Il y a des institutions qui donnent un sentiment d’éternité et d’infini. Infini dans la bêtise, éternité dans la haine de la vie. Ces institutions se donnent la main depuis des siècles, même si de ci, de là, quelques isolés se distinguent et s’écartent de la tendance générale. Autrefois, on parlait de l’alliance du sabre et du goupillon. Il y a encore des goupillons, paraît-il, mais les sabres ont été remplacés par une panoplie bien plus perfectionnée. Encore que l’arme blanche reste en usage dans certaines régions du monde.
Ces derniers jours, c’est l’une de ces institutions qui s’est exprimée, par la voix de quelques-uns de ses haut-gradés, au sujet des réfugiés afghans.
Vous pensiez sans doute, comme moi et beaucoup d’autres, que l’Afghanistan était un pays où régnait l’insécurité la plus totale, avec sa cohorte de meurtres et d’atrocités. Vous pensiez que les habitants qui montraient la plus légère réticence à entrer dans le système des talibans, voire même les simples paysans des montagnes qui avaient le tort de se trouver là au mauvais moment, risquaient leur vie, et qu’il fallait étudier avec bienveillance et respect leur demande de droit d’asile, ou simplement les laisser tenter leur chance de venir dans un pays plus paisible.

+-------+

TRAVAIL DEMANDÉ:
1. Relevez les maux que le troisième paragraphe du texte attribue à l'Afghanistan.
2. Dans le texte, reprenez le passage de "Ces derniers jours, c’est" à "pays plus paisible." en renommant "paysans" en "bergers".
3. Répondez d'après le texte :
(a) De quelle alliance parlait-on autrefois ?
(b) Par la voix de qui l'institution s'est-elle exprimée ces derniers jours ?
(c) Comment fallait-il étudier la demande de droit d'asile des habitants de l'Afghanistan ?
Les items qui suivent viennent d'une autre source.

+-------+

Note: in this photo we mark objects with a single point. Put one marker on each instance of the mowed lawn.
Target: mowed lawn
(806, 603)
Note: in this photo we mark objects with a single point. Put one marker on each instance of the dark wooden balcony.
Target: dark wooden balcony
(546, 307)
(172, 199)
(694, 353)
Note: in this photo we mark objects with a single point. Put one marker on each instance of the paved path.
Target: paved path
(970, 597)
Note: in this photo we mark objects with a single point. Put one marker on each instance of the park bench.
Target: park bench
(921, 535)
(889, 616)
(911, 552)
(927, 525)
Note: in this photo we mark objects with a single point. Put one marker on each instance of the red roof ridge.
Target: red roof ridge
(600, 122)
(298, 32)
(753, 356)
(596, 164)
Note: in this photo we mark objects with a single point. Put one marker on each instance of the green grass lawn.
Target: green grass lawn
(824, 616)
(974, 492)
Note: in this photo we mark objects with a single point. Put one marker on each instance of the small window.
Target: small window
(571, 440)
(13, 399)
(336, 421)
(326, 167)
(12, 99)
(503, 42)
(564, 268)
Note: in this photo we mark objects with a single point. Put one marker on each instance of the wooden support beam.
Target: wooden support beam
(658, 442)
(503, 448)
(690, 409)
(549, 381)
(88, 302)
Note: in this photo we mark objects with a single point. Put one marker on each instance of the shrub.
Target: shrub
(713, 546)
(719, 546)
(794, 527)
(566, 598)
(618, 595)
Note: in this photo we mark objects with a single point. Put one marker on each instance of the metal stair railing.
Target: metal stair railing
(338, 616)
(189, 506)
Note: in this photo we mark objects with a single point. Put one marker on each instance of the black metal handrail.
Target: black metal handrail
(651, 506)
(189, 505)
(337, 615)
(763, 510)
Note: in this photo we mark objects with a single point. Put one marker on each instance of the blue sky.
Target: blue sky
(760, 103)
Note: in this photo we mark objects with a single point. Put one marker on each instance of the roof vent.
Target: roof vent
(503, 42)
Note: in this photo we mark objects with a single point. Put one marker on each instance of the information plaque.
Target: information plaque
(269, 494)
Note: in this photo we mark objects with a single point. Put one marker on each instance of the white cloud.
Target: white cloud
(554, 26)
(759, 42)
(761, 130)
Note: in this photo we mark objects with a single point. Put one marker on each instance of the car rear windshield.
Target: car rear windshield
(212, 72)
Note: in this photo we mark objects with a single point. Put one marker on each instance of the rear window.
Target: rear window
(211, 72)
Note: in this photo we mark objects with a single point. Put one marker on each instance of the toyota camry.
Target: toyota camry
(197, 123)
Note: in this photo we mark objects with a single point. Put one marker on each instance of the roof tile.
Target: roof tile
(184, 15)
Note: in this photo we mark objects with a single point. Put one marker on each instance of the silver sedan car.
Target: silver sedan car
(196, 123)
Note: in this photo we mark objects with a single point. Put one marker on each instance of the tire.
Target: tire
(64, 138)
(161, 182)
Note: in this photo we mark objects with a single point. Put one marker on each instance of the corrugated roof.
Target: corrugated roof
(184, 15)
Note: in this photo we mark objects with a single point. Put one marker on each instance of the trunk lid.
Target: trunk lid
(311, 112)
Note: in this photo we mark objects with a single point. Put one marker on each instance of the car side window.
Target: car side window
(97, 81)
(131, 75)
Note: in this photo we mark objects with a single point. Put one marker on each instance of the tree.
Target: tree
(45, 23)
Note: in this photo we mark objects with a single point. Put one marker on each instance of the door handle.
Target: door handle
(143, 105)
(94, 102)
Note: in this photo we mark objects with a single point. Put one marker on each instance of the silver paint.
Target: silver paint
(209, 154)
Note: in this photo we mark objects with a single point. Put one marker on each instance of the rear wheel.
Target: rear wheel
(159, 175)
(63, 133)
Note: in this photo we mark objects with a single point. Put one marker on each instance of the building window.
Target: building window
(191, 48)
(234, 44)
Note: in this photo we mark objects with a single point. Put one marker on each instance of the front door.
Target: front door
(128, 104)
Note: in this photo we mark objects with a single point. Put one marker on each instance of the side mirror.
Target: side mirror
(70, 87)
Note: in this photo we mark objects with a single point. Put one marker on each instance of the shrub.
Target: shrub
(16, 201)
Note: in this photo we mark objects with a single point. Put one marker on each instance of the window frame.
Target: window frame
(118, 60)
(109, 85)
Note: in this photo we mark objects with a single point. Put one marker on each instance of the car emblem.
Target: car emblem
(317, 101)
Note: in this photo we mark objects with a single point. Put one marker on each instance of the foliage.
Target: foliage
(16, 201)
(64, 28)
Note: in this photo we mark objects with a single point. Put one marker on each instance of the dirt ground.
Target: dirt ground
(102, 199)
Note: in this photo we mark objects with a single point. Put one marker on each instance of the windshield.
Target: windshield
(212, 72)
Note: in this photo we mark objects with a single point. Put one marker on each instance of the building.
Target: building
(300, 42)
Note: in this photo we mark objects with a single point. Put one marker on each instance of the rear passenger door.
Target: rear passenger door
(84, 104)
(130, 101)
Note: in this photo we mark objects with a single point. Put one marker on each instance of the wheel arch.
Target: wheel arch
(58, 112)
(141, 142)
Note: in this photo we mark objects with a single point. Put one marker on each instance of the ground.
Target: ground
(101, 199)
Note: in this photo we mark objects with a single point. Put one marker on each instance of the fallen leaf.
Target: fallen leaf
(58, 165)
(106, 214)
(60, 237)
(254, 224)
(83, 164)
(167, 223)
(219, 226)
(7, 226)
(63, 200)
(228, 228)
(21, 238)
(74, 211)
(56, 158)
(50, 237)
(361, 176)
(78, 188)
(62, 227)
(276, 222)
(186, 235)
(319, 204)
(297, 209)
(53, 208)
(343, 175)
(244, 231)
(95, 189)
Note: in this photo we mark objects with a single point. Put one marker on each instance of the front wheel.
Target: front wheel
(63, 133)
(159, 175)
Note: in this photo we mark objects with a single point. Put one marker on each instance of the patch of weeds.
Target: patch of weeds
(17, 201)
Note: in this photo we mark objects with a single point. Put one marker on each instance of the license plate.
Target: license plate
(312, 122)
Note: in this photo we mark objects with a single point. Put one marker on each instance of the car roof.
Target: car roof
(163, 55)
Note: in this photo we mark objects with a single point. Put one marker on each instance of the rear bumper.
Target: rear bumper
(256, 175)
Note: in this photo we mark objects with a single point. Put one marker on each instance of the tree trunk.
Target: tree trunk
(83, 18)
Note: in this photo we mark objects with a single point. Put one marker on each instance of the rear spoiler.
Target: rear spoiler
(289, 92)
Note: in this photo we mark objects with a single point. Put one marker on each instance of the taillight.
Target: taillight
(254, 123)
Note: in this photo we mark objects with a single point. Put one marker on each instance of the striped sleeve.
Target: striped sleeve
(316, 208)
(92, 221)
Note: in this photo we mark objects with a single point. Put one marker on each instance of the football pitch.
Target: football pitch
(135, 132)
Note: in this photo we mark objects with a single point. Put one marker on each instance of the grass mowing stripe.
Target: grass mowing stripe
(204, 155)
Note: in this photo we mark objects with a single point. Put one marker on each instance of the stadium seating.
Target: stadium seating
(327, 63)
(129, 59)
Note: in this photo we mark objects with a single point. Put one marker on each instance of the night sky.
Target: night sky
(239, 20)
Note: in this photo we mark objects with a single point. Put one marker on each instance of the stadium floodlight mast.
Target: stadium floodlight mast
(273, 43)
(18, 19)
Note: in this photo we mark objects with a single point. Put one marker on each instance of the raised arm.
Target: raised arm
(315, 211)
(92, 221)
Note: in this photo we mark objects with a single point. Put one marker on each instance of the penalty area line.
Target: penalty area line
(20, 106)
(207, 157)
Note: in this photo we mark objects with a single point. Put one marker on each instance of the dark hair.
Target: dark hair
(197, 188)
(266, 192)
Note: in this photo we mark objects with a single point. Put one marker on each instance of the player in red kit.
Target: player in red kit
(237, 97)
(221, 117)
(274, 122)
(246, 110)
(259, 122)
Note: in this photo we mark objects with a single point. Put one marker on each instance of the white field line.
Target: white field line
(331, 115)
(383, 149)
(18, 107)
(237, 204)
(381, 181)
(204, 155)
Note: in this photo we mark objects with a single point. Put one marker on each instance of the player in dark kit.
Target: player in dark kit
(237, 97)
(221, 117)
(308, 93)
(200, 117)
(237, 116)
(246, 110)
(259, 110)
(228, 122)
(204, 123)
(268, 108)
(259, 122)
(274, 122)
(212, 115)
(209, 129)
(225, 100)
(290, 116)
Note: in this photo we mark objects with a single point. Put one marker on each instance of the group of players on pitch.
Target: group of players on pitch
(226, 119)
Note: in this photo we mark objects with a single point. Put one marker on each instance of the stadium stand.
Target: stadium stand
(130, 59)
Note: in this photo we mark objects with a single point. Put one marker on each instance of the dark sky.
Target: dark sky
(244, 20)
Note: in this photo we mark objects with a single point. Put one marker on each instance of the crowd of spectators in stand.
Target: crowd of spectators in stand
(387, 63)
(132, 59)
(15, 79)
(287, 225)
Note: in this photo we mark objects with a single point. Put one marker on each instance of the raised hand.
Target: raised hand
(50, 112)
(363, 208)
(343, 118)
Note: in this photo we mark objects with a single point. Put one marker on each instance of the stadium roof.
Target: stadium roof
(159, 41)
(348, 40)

+-------+

RÉPONSES PAR CONSIGNE:
1. l'insécurité la plus totale, les meurtres, les atrocités

2.
Ces derniers jours, c’est l’une de ces institutions qui s’est exprimée, par la voix de quelques-uns de ses haut-gradés, au sujet des réfugiés afghans.
Vous pensiez sans doute, comme moi et beaucoup d’autres, que l’Afghanistan était un pays où régnait l’insécurité la plus totale, avec sa cohorte de meurtres et d’atrocités. Vous pensiez que les habitants qui montraient la plus légère réticence à entrer dans le système des talibans, voire même les simples bergers des montagnes qui avaient le tort de se trouver là au mauvais moment, risquaient leur vie, et qu’il fallait étudier avec bienveillance et respect leur demande de droit d’asile, ou simplement les laisser tenter leur chance de venir dans un pays plus paisible.

3.
(a) L'alliance du sabre et du goupillon.
(b) Par la voix de quelques-uns de ses haut-gradés.
(c) Avec bienveillance et respect.